# SD Sentient/Pegasus/Nazgul set vs Fishman Fluence modern 7 set? vs DiMarzio Titans



## dfm86 (Aug 8, 2016)

So I'm currently working on modding my first 7 string, it's a Jackson JS22-7 gloss black, basswood body. I'm having a hard time deciding which pickups would be better suited for the guitar. I'm looking for versatility, chord definition on high gain, easy harmonics, tight low end. Watching a lot of videos and hearing some sound clips, I pretty much decided between these 3 choices

1)SD Sentient/Pegasus or Nazgul Set
2) Fishman Fluence Modern 7
3) Dimarzio Titans

Which one would you suggest for what I'm looking? Just looking for opinions.

Don't have enough money right now for BKP or something like Lundgrens but you're more than welcome to suggest any of those or others.

P.S.

### Dataset extract
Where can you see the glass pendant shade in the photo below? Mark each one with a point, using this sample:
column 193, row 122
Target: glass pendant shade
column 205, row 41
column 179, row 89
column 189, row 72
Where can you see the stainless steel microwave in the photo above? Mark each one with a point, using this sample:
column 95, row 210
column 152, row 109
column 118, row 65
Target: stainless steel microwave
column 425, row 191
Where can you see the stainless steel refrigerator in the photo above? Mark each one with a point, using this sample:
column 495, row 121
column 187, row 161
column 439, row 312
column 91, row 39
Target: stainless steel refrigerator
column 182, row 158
==
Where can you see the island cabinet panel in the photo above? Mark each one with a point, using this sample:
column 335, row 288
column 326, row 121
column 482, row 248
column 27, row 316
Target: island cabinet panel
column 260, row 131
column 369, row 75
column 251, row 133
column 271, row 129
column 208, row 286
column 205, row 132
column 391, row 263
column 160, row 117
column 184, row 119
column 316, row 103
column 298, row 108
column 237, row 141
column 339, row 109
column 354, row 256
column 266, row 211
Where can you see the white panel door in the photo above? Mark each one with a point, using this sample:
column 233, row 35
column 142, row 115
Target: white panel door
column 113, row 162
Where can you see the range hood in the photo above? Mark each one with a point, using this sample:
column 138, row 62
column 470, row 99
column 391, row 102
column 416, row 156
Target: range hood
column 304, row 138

### Objectives
[1] Which qualities does the poster in the forum thread say they want from the new pickups?
[2] Can you rewrite the paragraph in the forum thread that begins "So I'm currently working on modding" as a short bulleted list that keeps its main facts?

### Answer list
[1]
- Versatility
- Chord definition on high gain
- Easy harmonics
- Tight low end

[2]
- Modding a first 7-string: a Jackson JS22-7, gloss black, basswood body
- Having a hard time deciding which pickups suit the guitar best
- Wants versatility, chord definition on high gain, easy harmonics and a tight low end
- After watching videos and hearing sound clips, has narrowed the options to three